Allemagne : la CDU fait passer une motion grâce au soutien de l'AfD

Une motion sur l'immigration – à caractère non contraignant sur le plan juridique – déposée par le groupe CDU/CSU et demandant un durcissement de la politique migratoire a été adoptée mercredi au Bundestag. Elle prévoit entre autres des contrôles permanents aux frontières allemandes. Ce vote a fait l'objet de vifs débat, une majorité n'ayant en effet pu être obtenue que grâce aux voix de l'AfD, formation actuellement soupçonnée par le renseignement allemand d'être d'ultra-droite. La presse européenne tente de faire le point.

§ Consigne:
Reprenez l'article sur le vote au Bundestag de « Allemagne : la » jusqu'à « faire le point. » inclus, en renommant « motion » en « résolution » à chaque occurrence, s'il vous plaît.

§ Informations extraites:

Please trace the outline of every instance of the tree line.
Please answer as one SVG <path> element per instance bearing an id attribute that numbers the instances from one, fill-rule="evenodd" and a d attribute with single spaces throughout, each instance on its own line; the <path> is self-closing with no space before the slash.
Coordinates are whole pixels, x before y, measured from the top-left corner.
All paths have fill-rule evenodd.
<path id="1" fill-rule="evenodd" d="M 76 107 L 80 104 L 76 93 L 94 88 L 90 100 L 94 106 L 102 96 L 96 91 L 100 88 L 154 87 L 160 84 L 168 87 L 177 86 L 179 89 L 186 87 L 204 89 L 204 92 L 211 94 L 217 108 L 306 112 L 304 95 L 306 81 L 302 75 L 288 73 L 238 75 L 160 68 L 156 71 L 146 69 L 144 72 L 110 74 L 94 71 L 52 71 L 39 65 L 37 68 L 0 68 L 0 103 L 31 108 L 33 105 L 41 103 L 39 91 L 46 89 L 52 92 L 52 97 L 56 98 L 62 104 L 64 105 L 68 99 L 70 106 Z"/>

§ Réponse correcte:
Allemagne : la CDU fait passer une résolution grâce au soutien de l'AfD

Une résolution sur l'immigration – à caractère non contraignant sur le plan juridique – déposée par le groupe CDU/CSU et demandant un durcissement de la politique migratoire a été adoptée mercredi au Bundestag. Elle prévoit entre autres des contrôles permanents aux frontières allemandes. Ce vote a fait l'objet de vifs débat, une majorité n'ayant en effet pu être obtenue que grâce aux voix de l'AfD, formation actuellement soupçonnée par le renseignement allemand d'être d'ultra-droite. La presse européenne tente de faire le point.